### [Work order]
Character for character, give back every line below.

====== Extracted records

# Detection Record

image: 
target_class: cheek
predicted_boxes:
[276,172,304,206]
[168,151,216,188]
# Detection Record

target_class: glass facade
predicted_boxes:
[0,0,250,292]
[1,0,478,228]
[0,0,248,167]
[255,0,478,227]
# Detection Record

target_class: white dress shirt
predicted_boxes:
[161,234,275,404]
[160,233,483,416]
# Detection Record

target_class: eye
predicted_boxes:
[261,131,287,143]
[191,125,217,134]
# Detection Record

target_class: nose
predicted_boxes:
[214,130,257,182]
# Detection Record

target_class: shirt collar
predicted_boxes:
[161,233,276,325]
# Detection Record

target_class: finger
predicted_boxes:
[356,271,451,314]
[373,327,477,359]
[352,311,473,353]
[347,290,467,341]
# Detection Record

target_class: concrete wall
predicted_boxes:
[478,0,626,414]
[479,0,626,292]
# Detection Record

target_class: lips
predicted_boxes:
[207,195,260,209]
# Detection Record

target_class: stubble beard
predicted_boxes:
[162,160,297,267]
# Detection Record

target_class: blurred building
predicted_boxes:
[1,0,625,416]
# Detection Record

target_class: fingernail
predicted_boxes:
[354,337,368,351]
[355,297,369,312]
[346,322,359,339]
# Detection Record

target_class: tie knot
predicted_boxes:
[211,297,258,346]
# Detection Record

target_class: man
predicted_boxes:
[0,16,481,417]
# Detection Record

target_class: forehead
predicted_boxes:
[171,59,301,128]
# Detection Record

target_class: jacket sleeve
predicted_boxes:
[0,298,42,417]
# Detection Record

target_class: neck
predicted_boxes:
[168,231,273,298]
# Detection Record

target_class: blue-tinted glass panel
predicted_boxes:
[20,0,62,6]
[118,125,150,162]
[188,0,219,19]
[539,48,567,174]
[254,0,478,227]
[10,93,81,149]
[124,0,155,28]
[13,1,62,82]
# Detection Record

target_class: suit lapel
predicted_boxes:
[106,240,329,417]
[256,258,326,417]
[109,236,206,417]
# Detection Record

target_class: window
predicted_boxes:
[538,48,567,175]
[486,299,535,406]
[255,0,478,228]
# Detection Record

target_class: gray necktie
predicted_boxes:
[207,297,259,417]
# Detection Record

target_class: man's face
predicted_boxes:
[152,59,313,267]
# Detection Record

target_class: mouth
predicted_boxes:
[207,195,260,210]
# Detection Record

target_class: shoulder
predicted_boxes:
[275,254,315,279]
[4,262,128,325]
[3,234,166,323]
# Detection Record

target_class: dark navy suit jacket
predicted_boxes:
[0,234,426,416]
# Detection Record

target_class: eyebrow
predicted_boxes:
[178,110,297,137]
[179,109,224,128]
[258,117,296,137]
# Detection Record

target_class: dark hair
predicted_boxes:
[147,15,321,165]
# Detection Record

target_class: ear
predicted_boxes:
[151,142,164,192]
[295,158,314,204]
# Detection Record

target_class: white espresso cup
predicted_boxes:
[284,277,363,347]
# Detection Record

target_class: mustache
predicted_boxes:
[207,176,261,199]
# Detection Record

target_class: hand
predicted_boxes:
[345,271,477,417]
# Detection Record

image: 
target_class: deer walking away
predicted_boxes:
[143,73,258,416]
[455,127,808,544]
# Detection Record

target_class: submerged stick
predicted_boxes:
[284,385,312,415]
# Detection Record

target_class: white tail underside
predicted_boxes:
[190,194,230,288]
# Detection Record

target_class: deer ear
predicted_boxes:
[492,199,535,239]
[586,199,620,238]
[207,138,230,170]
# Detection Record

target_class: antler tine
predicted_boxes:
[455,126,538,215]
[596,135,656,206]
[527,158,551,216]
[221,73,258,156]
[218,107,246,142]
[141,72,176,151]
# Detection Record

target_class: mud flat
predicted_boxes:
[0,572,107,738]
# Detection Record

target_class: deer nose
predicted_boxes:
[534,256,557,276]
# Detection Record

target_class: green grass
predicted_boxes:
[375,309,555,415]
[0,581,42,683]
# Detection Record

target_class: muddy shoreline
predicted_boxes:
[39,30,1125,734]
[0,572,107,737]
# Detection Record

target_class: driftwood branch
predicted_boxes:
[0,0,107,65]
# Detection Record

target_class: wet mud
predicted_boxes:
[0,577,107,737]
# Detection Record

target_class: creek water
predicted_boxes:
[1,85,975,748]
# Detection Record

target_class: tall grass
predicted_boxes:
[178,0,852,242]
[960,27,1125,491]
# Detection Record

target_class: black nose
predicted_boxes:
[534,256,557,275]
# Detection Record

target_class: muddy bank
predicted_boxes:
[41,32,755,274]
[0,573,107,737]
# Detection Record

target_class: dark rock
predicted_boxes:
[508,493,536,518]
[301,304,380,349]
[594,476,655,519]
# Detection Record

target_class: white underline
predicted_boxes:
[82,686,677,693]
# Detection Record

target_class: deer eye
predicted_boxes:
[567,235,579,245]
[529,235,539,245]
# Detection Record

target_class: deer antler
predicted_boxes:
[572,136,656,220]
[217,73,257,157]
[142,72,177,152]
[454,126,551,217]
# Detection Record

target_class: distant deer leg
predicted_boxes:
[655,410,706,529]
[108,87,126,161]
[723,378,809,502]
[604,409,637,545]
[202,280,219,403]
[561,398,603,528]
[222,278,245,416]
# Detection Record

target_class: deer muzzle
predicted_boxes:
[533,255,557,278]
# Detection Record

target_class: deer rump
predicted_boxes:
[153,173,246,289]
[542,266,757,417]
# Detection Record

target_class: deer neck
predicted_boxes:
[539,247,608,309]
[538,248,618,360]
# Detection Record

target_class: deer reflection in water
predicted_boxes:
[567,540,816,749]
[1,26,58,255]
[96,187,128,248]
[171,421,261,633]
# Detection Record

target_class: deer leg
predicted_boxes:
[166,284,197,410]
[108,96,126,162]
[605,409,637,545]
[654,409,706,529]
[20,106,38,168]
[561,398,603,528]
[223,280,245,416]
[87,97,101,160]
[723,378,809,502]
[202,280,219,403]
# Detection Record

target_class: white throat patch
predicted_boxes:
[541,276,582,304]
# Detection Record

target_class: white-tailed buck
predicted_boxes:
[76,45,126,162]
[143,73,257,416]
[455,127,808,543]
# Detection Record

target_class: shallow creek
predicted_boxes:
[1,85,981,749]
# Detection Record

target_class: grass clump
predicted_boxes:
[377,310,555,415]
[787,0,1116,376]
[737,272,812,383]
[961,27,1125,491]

============

### [Output below]
# Detection Record

image: 
target_class: cheek
predicted_boxes:
[276,172,304,206]
[168,151,216,188]
# Detection Record

target_class: glass facade
predicted_boxes:
[0,0,250,292]
[1,0,478,228]
[0,0,248,167]
[255,0,478,227]
# Detection Record

target_class: white dress shirt
predicted_boxes:
[161,234,275,404]
[160,233,483,416]
# Detection Record

target_class: eye
predicted_boxes:
[261,131,287,143]
[191,125,217,134]
# Detection Record

target_class: nose
predicted_boxes:
[214,130,257,182]
# Detection Record

target_class: shirt collar
predicted_boxes:
[161,233,276,325]
# Detection Record

target_class: finger
predicted_boxes:
[356,271,451,314]
[373,327,477,359]
[352,311,473,353]
[347,290,467,341]
# Detection Record

target_class: concrete wall
predicted_boxes:
[478,0,626,414]
[479,0,626,292]
# Detection Record

target_class: lips
predicted_boxes:
[207,195,260,209]
# Detection Record

target_class: stubble beard
predicted_boxes:
[162,160,297,267]
# Detection Record

target_class: blurred building
predicted_boxes:
[1,0,625,416]
# Detection Record

target_class: fingernail
predicted_boxes:
[354,337,368,351]
[355,297,369,312]
[346,322,359,339]
# Detection Record

target_class: tie knot
predicted_boxes:
[211,297,258,346]
# Detection Record

target_class: man
predicted_boxes:
[0,16,481,417]
# Detection Record

target_class: forehead
predicted_boxes:
[171,59,301,128]
# Detection Record

target_class: jacket sleeve
predicted_boxes:
[0,298,42,417]
# Detection Record

target_class: neck
predicted_boxes:
[168,231,273,298]
# Detection Record

target_class: blue-tinted glass panel
predicted_boxes:
[20,0,62,6]
[118,125,150,162]
[188,0,219,19]
[539,48,567,174]
[254,0,478,227]
[10,93,81,149]
[124,0,155,28]
[13,1,62,82]
# Detection Record

target_class: suit lapel
predicted_boxes:
[106,240,329,417]
[256,258,326,417]
[109,236,206,417]
# Detection Record

target_class: window
predicted_boxes:
[538,48,567,175]
[486,299,535,406]
[255,0,478,228]
# Detection Record

target_class: gray necktie
predicted_boxes:
[207,297,259,417]
# Detection Record

target_class: man's face
predicted_boxes:
[152,59,313,267]
# Detection Record

target_class: mouth
predicted_boxes:
[207,195,260,210]
# Detection Record

target_class: shoulder
predicted_boxes:
[275,254,315,279]
[4,262,128,325]
[3,234,166,323]
# Detection Record

target_class: dark navy suit jacket
predicted_boxes:
[0,234,426,416]
# Detection Record

target_class: eyebrow
predicted_boxes:
[178,110,297,137]
[179,109,224,128]
[258,117,296,137]
# Detection Record

target_class: dark hair
predicted_boxes:
[147,15,321,165]
# Detection Record

target_class: ear
predicted_boxes:
[151,142,164,192]
[295,158,314,204]
# Detection Record

target_class: white espresso cup
predicted_boxes:
[284,277,363,347]
# Detection Record

target_class: mustache
predicted_boxes:
[207,176,261,199]
# Detection Record

target_class: hand
predicted_boxes:
[345,271,477,417]
# Detection Record

image: 
target_class: deer walking away
predicted_boxes:
[143,73,258,416]
[455,127,808,544]
# Detection Record

target_class: submerged stick
predicted_boxes:
[284,385,312,415]
# Detection Record

target_class: white tail underside
predicted_boxes:
[190,194,230,288]
# Detection Record

target_class: deer ear
predicted_boxes:
[492,199,535,239]
[586,199,620,238]
[207,138,230,170]
# Detection Record

target_class: antler tine
predicted_boxes:
[455,126,538,215]
[596,135,656,206]
[527,158,551,216]
[221,73,258,156]
[218,107,246,142]
[141,72,176,151]
# Detection Record

target_class: mud flat
predicted_boxes:
[0,572,107,738]
# Detection Record

target_class: deer nose
predicted_boxes:
[534,256,557,276]
# Detection Record

target_class: green grass
predicted_boxes:
[375,309,555,415]
[0,581,42,683]
# Detection Record

target_class: muddy shoreline
predicted_boxes:
[39,30,1125,734]
[0,572,107,737]
# Detection Record

target_class: driftwood branch
predicted_boxes:
[0,0,107,65]
# Detection Record

target_class: wet mud
predicted_boxes:
[0,577,107,737]
# Detection Record

target_class: creek water
predicted_boxes:
[1,85,975,748]
# Detection Record

target_class: tall grass
predicted_boxes:
[178,0,852,242]
[960,27,1125,491]
# Detection Record

target_class: black nose
predicted_boxes:
[534,256,557,275]
# Detection Record

target_class: muddy bank
predicted_boxes:
[41,32,755,274]
[0,573,107,737]
# Detection Record

target_class: dark rock
predicted_boxes:
[508,493,536,518]
[301,304,380,349]
[594,476,655,519]
# Detection Record

target_class: white underline
predicted_boxes:
[82,686,677,693]
# Detection Record

target_class: deer eye
predicted_boxes:
[567,235,579,245]
[529,235,539,245]
# Detection Record

target_class: deer antler
predicted_boxes:
[572,136,656,220]
[217,73,257,157]
[142,72,177,152]
[454,126,551,217]
# Detection Record

target_class: distant deer leg
predicted_boxes:
[655,410,706,529]
[108,87,126,161]
[723,378,809,502]
[604,409,637,545]
[202,280,219,403]
[561,398,603,528]
[222,278,245,416]
# Detection Record

target_class: deer muzzle
predicted_boxes:
[533,255,557,278]
# Detection Record

target_class: deer rump
predicted_boxes:
[153,173,246,289]
[542,266,757,417]
# Detection Record

target_class: deer neck
predicted_boxes:
[539,247,608,309]
[538,248,618,360]
# Detection Record

target_class: deer reflection in water
predicted_boxes:
[567,540,816,749]
[1,26,58,255]
[96,187,128,248]
[171,421,261,633]
# Detection Record

target_class: deer leg
predicted_boxes:
[166,284,197,410]
[108,96,126,162]
[605,409,637,545]
[654,409,706,529]
[20,106,38,168]
[561,398,603,528]
[223,280,245,416]
[87,97,101,160]
[723,378,809,502]
[202,280,219,403]
# Detection Record

target_class: white throat patch
predicted_boxes:
[541,276,582,304]
# Detection Record

target_class: white-tailed buck
predicted_boxes:
[76,45,126,162]
[143,73,257,416]
[455,127,808,543]
# Detection Record

target_class: shallow creek
predicted_boxes:
[1,85,981,749]
# Detection Record

target_class: grass clump
predicted_boxes:
[377,310,555,415]
[787,0,1116,376]
[737,272,812,383]
[961,27,1125,491]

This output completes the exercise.